* _Your goal_: Skip every image and restate the data word for word.

* _Input rows_:
━━━━━━━━━━

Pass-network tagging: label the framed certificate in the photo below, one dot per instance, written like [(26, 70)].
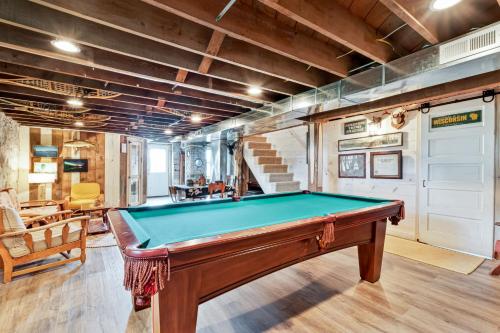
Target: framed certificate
[(386, 164), (352, 165)]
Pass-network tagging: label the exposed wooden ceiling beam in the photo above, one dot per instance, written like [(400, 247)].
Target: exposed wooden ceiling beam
[(30, 42), (54, 24), (212, 49), (113, 121), (416, 15), (81, 72), (121, 102), (181, 75), (114, 128), (146, 21), (336, 22), (17, 71), (244, 23), (468, 85)]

━━━━━━━━━━

* _Output_:
Pass-network tagging: label the framed certificate in the photo below, one dot per instance, written like [(26, 70)].
Target: framed certificate
[(386, 164), (352, 165)]
Pass-network tagging: label the exposed wooden ceiling beam in the photo above, one dot per instance, written like [(400, 247)].
Target: exposed wooden ceiling beam
[(30, 42), (54, 24), (212, 49), (113, 121), (416, 15), (81, 72), (121, 102), (181, 75), (114, 128), (146, 21), (336, 22), (17, 71), (244, 23), (468, 85)]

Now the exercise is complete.